SHORT TASK ->
Count the lines in the rows below that contain the string "cluster", and reply with only that number.

Rows from an object pointing dataset ->
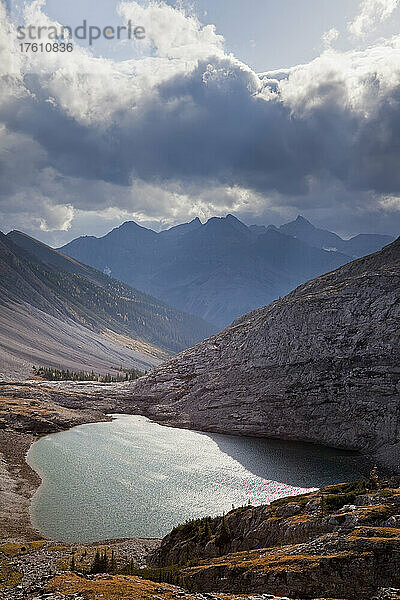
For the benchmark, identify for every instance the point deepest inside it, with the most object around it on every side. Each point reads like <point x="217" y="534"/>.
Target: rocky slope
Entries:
<point x="57" y="312"/>
<point x="320" y="365"/>
<point x="218" y="270"/>
<point x="340" y="542"/>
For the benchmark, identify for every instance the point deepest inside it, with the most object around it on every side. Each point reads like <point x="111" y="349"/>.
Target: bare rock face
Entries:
<point x="320" y="365"/>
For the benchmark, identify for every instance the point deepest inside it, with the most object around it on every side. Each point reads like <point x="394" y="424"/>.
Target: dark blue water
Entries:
<point x="134" y="478"/>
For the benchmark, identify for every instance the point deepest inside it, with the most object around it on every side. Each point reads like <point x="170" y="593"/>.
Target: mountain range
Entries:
<point x="320" y="365"/>
<point x="57" y="312"/>
<point x="221" y="269"/>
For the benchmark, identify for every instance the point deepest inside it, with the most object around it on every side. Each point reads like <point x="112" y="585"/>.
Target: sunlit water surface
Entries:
<point x="134" y="478"/>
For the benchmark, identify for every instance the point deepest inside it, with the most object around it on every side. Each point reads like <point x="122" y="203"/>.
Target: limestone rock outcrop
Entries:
<point x="320" y="365"/>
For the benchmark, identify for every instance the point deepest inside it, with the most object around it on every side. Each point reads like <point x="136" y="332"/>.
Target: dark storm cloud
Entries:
<point x="331" y="125"/>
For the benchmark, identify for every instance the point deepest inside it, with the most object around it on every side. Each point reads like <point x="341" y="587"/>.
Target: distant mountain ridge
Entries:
<point x="320" y="365"/>
<point x="55" y="311"/>
<point x="218" y="270"/>
<point x="357" y="246"/>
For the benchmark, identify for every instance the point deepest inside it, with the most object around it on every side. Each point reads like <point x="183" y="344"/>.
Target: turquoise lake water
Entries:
<point x="134" y="478"/>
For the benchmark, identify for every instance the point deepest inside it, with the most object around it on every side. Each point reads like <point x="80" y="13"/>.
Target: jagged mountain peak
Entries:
<point x="306" y="367"/>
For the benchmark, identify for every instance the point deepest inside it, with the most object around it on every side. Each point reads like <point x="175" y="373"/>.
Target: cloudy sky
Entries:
<point x="260" y="108"/>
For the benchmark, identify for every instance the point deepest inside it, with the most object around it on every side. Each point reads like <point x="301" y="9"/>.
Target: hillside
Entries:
<point x="218" y="271"/>
<point x="55" y="311"/>
<point x="320" y="365"/>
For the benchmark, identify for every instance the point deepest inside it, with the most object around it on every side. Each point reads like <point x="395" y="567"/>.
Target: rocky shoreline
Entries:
<point x="337" y="543"/>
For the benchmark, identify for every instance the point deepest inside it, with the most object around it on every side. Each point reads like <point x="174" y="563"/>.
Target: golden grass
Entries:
<point x="116" y="587"/>
<point x="10" y="549"/>
<point x="8" y="576"/>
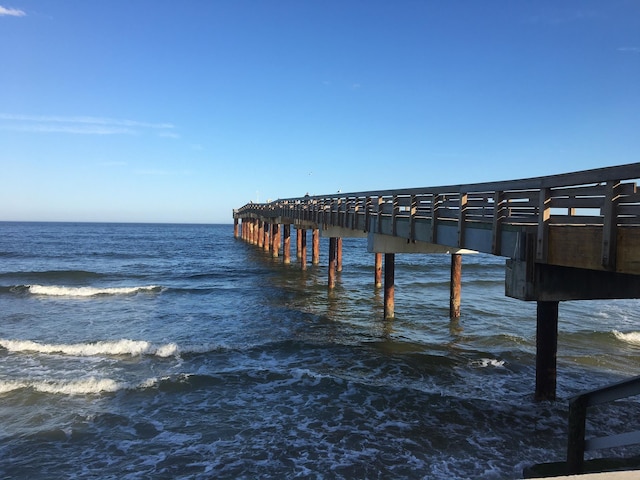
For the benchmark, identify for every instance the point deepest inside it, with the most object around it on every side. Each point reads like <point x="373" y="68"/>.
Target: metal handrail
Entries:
<point x="576" y="444"/>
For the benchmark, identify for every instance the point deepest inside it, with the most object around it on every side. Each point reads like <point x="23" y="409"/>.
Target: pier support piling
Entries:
<point x="332" y="261"/>
<point x="315" y="247"/>
<point x="378" y="270"/>
<point x="303" y="248"/>
<point x="286" y="244"/>
<point x="546" y="350"/>
<point x="455" y="285"/>
<point x="389" y="288"/>
<point x="275" y="240"/>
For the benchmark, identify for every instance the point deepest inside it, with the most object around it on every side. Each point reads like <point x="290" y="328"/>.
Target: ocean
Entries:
<point x="134" y="351"/>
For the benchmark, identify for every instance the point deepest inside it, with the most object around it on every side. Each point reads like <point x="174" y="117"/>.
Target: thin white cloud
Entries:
<point x="157" y="172"/>
<point x="168" y="135"/>
<point x="629" y="49"/>
<point x="114" y="163"/>
<point x="11" y="12"/>
<point x="78" y="125"/>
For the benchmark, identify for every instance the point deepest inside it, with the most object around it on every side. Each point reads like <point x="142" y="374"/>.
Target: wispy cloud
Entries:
<point x="157" y="172"/>
<point x="629" y="49"/>
<point x="78" y="125"/>
<point x="11" y="12"/>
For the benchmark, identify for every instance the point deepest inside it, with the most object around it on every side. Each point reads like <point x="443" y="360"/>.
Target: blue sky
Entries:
<point x="159" y="111"/>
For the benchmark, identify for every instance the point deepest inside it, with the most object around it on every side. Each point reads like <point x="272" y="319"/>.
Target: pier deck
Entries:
<point x="574" y="236"/>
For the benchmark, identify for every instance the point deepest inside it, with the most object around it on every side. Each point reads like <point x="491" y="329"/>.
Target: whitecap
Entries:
<point x="62" y="291"/>
<point x="631" y="337"/>
<point x="85" y="386"/>
<point x="118" y="347"/>
<point x="488" y="362"/>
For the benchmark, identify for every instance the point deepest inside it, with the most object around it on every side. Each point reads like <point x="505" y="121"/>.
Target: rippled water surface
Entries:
<point x="177" y="351"/>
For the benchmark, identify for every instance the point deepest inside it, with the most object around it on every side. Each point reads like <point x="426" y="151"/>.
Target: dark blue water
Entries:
<point x="177" y="351"/>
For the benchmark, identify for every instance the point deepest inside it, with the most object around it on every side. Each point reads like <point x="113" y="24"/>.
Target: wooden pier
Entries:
<point x="574" y="236"/>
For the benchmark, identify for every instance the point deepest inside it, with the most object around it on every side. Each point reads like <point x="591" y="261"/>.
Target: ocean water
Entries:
<point x="176" y="351"/>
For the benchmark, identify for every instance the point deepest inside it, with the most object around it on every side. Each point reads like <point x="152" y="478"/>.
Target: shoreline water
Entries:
<point x="236" y="366"/>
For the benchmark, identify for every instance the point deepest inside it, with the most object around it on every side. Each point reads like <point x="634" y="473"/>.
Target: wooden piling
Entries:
<point x="315" y="247"/>
<point x="303" y="248"/>
<point x="332" y="261"/>
<point x="286" y="244"/>
<point x="389" y="289"/>
<point x="260" y="234"/>
<point x="266" y="240"/>
<point x="455" y="285"/>
<point x="275" y="240"/>
<point x="378" y="270"/>
<point x="546" y="350"/>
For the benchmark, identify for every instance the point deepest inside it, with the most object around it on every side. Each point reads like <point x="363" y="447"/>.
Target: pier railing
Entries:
<point x="603" y="200"/>
<point x="577" y="445"/>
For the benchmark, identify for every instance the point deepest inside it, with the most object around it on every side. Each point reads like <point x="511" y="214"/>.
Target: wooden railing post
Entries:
<point x="462" y="218"/>
<point x="433" y="233"/>
<point x="544" y="215"/>
<point x="610" y="226"/>
<point x="498" y="216"/>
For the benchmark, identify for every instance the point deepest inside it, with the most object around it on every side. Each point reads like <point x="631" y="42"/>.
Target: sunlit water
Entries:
<point x="177" y="351"/>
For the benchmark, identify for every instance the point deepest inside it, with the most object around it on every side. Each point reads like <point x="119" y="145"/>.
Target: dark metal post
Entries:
<point x="575" y="443"/>
<point x="546" y="350"/>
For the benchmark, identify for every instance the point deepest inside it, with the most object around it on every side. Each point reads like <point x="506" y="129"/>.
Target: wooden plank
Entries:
<point x="575" y="246"/>
<point x="619" y="440"/>
<point x="628" y="253"/>
<point x="573" y="202"/>
<point x="576" y="220"/>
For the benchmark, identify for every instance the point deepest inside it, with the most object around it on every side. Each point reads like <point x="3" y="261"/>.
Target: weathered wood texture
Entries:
<point x="588" y="219"/>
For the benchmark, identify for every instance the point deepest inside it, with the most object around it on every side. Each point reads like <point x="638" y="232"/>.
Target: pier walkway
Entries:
<point x="574" y="236"/>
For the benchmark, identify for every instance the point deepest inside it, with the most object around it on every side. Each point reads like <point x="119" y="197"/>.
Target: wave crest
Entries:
<point x="85" y="386"/>
<point x="62" y="291"/>
<point x="631" y="337"/>
<point x="119" y="347"/>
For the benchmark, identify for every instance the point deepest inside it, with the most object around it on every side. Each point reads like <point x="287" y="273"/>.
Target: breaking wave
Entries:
<point x="631" y="337"/>
<point x="62" y="291"/>
<point x="118" y="347"/>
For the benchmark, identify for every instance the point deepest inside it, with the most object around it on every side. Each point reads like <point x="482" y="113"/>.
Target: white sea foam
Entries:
<point x="84" y="386"/>
<point x="631" y="337"/>
<point x="62" y="291"/>
<point x="488" y="362"/>
<point x="118" y="347"/>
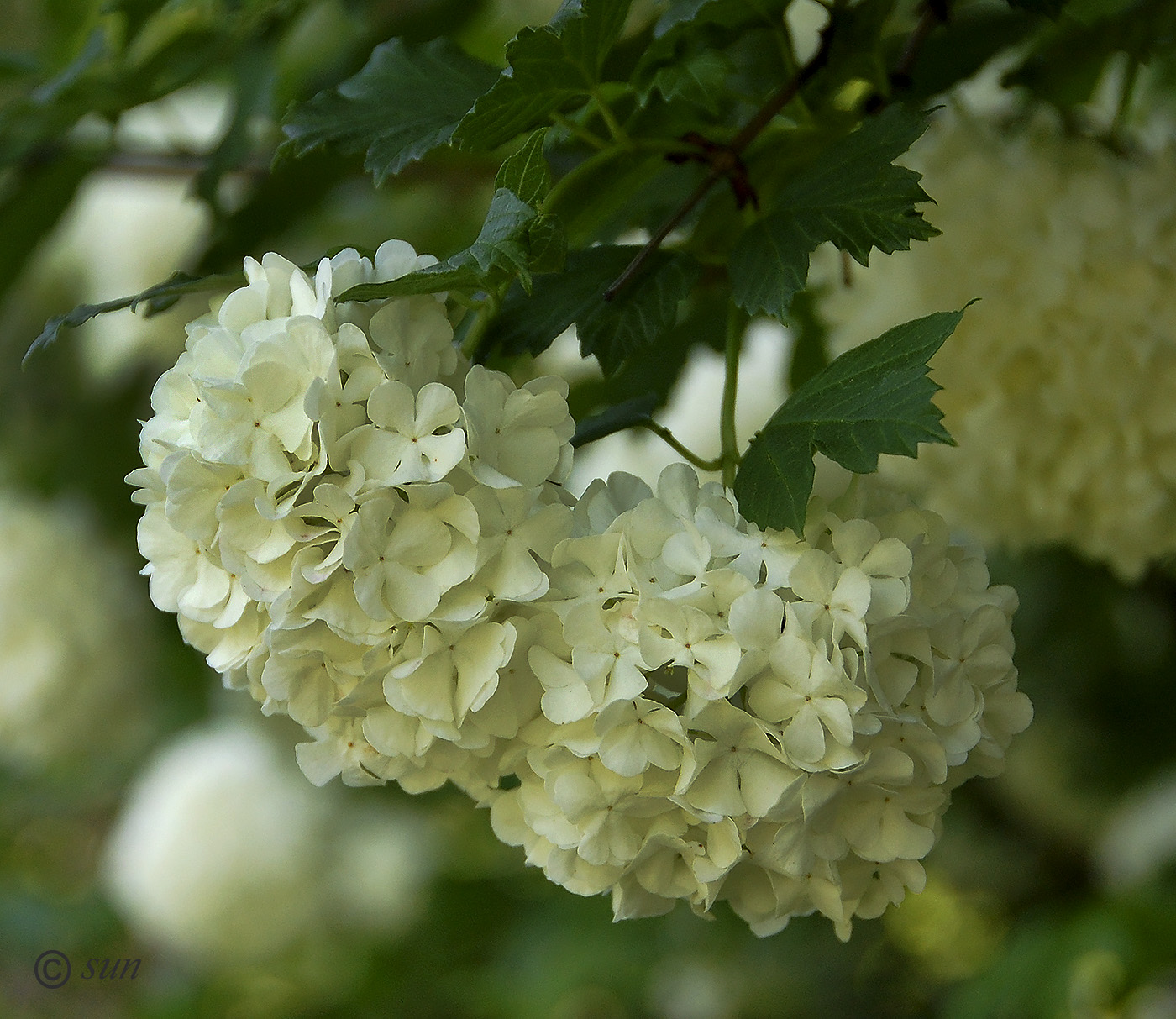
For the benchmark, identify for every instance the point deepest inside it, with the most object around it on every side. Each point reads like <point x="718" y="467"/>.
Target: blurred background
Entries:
<point x="146" y="813"/>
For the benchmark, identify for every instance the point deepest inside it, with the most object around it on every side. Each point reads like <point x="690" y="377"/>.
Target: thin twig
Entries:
<point x="935" y="12"/>
<point x="720" y="167"/>
<point x="685" y="452"/>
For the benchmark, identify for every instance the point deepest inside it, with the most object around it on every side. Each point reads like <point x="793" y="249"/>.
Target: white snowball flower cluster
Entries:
<point x="1058" y="384"/>
<point x="68" y="630"/>
<point x="226" y="857"/>
<point x="748" y="716"/>
<point x="340" y="510"/>
<point x="655" y="698"/>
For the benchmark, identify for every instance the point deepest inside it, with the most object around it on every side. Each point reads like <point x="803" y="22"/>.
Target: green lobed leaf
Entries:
<point x="696" y="80"/>
<point x="526" y="172"/>
<point x="852" y="196"/>
<point x="406" y="102"/>
<point x="685" y="59"/>
<point x="1067" y="61"/>
<point x="501" y="249"/>
<point x="547" y="67"/>
<point x="615" y="419"/>
<point x="873" y="399"/>
<point x="635" y="319"/>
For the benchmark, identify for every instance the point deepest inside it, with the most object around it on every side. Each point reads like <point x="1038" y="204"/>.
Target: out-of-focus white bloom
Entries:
<point x="219" y="850"/>
<point x="779" y="731"/>
<point x="71" y="654"/>
<point x="1140" y="839"/>
<point x="346" y="517"/>
<point x="223" y="854"/>
<point x="1058" y="384"/>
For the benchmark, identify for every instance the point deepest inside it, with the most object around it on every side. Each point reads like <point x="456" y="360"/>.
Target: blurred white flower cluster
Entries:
<point x="1058" y="382"/>
<point x="68" y="637"/>
<point x="226" y="858"/>
<point x="372" y="537"/>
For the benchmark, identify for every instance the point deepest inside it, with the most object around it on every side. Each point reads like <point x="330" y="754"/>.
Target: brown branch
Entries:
<point x="728" y="158"/>
<point x="934" y="13"/>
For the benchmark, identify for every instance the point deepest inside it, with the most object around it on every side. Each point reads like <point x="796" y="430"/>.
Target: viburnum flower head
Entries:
<point x="656" y="698"/>
<point x="344" y="516"/>
<point x="754" y="716"/>
<point x="1058" y="384"/>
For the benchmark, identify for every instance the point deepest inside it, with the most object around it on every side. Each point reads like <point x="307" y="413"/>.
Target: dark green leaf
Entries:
<point x="174" y="286"/>
<point x="588" y="29"/>
<point x="873" y="399"/>
<point x="1068" y="61"/>
<point x="547" y="67"/>
<point x="611" y="329"/>
<point x="615" y="419"/>
<point x="502" y="249"/>
<point x="593" y="204"/>
<point x="696" y="80"/>
<point x="32" y="207"/>
<point x="809" y="357"/>
<point x="690" y="14"/>
<point x="852" y="196"/>
<point x="406" y="102"/>
<point x="526" y="172"/>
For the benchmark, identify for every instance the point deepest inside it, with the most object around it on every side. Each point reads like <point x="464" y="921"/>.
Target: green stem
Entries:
<point x="614" y="126"/>
<point x="737" y="322"/>
<point x="482" y="319"/>
<point x="1126" y="96"/>
<point x="667" y="437"/>
<point x="578" y="129"/>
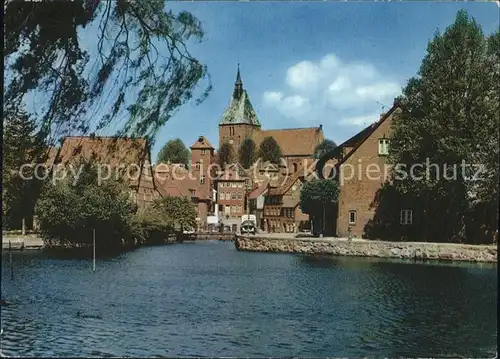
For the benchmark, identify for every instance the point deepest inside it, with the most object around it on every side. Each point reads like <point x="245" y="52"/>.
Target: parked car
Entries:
<point x="247" y="227"/>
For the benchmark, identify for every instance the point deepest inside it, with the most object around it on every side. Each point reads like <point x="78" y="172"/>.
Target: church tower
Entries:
<point x="239" y="120"/>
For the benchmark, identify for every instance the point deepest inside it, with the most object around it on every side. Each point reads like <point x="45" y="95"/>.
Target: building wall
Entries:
<point x="296" y="162"/>
<point x="358" y="193"/>
<point x="236" y="188"/>
<point x="146" y="191"/>
<point x="235" y="134"/>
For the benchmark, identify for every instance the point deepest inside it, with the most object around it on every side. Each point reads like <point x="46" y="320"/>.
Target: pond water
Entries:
<point x="208" y="299"/>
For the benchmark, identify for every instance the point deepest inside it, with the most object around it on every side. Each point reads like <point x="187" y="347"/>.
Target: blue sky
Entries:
<point x="310" y="63"/>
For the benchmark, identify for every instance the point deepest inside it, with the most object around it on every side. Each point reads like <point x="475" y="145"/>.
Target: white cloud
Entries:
<point x="331" y="90"/>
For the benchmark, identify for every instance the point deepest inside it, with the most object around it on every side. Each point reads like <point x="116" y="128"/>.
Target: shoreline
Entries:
<point x="422" y="251"/>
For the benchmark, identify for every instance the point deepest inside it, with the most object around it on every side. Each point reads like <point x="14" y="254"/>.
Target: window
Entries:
<point x="406" y="216"/>
<point x="383" y="146"/>
<point x="352" y="217"/>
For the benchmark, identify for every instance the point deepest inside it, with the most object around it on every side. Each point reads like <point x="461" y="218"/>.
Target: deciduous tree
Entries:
<point x="226" y="154"/>
<point x="247" y="153"/>
<point x="269" y="150"/>
<point x="450" y="117"/>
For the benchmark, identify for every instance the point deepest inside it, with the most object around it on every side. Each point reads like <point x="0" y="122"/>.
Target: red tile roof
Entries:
<point x="294" y="141"/>
<point x="202" y="143"/>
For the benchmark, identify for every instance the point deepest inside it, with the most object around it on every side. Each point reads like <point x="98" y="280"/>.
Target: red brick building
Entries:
<point x="282" y="212"/>
<point x="240" y="121"/>
<point x="232" y="188"/>
<point x="362" y="171"/>
<point x="127" y="158"/>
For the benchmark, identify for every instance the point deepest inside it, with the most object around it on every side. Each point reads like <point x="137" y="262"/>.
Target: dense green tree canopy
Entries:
<point x="449" y="117"/>
<point x="226" y="154"/>
<point x="324" y="147"/>
<point x="101" y="65"/>
<point x="174" y="152"/>
<point x="247" y="153"/>
<point x="269" y="150"/>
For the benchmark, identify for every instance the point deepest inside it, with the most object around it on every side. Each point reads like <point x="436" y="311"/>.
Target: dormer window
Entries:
<point x="383" y="146"/>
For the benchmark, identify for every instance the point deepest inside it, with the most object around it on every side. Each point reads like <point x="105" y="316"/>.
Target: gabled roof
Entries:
<point x="202" y="143"/>
<point x="240" y="109"/>
<point x="114" y="151"/>
<point x="355" y="141"/>
<point x="284" y="187"/>
<point x="259" y="190"/>
<point x="51" y="156"/>
<point x="293" y="141"/>
<point x="233" y="172"/>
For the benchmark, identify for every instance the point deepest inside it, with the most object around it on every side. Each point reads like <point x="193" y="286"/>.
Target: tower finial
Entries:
<point x="238" y="76"/>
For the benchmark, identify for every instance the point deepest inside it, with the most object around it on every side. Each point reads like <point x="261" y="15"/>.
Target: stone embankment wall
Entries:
<point x="365" y="248"/>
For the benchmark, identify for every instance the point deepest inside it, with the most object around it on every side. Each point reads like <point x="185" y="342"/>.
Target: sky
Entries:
<point x="305" y="64"/>
<point x="309" y="63"/>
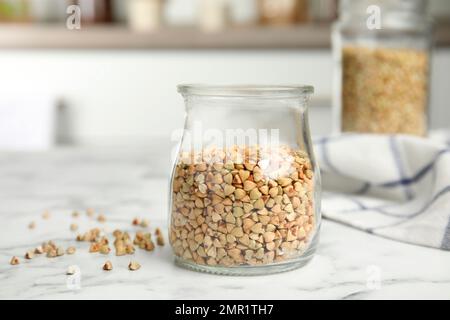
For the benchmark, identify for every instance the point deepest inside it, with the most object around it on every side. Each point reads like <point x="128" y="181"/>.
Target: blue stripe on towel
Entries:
<point x="415" y="214"/>
<point x="446" y="239"/>
<point x="419" y="175"/>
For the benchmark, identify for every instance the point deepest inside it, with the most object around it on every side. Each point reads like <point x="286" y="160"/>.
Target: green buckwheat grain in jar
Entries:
<point x="245" y="188"/>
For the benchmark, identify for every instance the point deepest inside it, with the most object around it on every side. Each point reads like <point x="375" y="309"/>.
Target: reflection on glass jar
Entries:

TASK ANSWER ->
2